Responding to Dominion Virginia Power’s 2013 Integrated Resource Plan, staff said such an analysis should be included in the company’s next IRP in 2015 in order to determine which option the company should follow in the future.

Dominion “believes that uncertainty associated with the price of natural gas over the long term is a greater risk than the development cost uncertainty of a nuclear unit. However, the company concedes that no analysis has been performed to support this assertion,” SCC staff said. Staff said Dominion has indicated a willingness to conduct the analysis.

Two Plans

In its 2013 IRP, Dominion presented two different plans, one it called the “Base Plan” that calls for the expansion of generating capacity through new natural gas-fired plants, and one it calls the “Fuel Diversity Plan,” which includes low-emission options and does not rely so heavily on natural gas.

Both plans are very similar in the short run, with the major difference being that the latter plan includes the construction of North Anna 3. The company has chosen to follow the Base Plan, the least cost option, but it will also continue to go “forward with reasonable development efforts of additional resources included in the Fuel Diversity Plan,” which “would preserve the company’s ability to implement these alternatives should future conditions warrant,” SCC staff noted.

While natural gas plant projects have low development cost risk, the historically volatile fluctuating fuel price creates the risk of high operating costs. Nuclear plants generally have low operating costs, but their construction is very complicated and prone to cost overruns.

“In other words, there is a risk trade-off of higher operating cost risks with the Base Plan and higher project development cost risks with the Fuel Diversity Plan,” SCC staff said. “Staff was unable to determine whether the Base Plan contains too much operating cost risk, or whether the development cost risk associated with the Fuel Diversity Plan is greater than or less than the reduction in operating cost risk the Fuel Diversity Plan would achieve, because the company did not perform an analysis of this risk trade-off in its IRP.”

Dominion, which applied for Nuclear Regulatory Commission approval of North Anna 3 in 2003, has not committed to building the unit. In its IRP, the company said it would make its final decision once it received a Combined Operating License from the NRC. The unit would be completed no earlier than 2024.

**Given material:**
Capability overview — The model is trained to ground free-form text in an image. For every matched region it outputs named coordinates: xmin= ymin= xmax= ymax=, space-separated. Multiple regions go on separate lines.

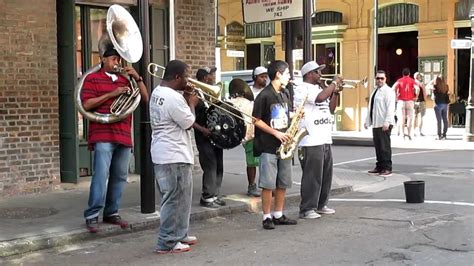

**Exercise requirements:**
- 1) According to the article on Dominion's 2013 Integrated Resource Plan, what is the earliest year North Anna 3 could be completed?
- 2) Reproduce the passage from the article on Dominion's 2013 Integrated Resource Plan, starting at "While natural gas" and ending at "to cost overruns.".

**Full solutions:**
- 1) 2024

- 2)
While natural gas plant projects have low development cost risk, the historically volatile fluctuating fuel price creates the risk of high operating costs. Nuclear plants generally have low operating costs, but their construction is very complicated and prone to cost overruns.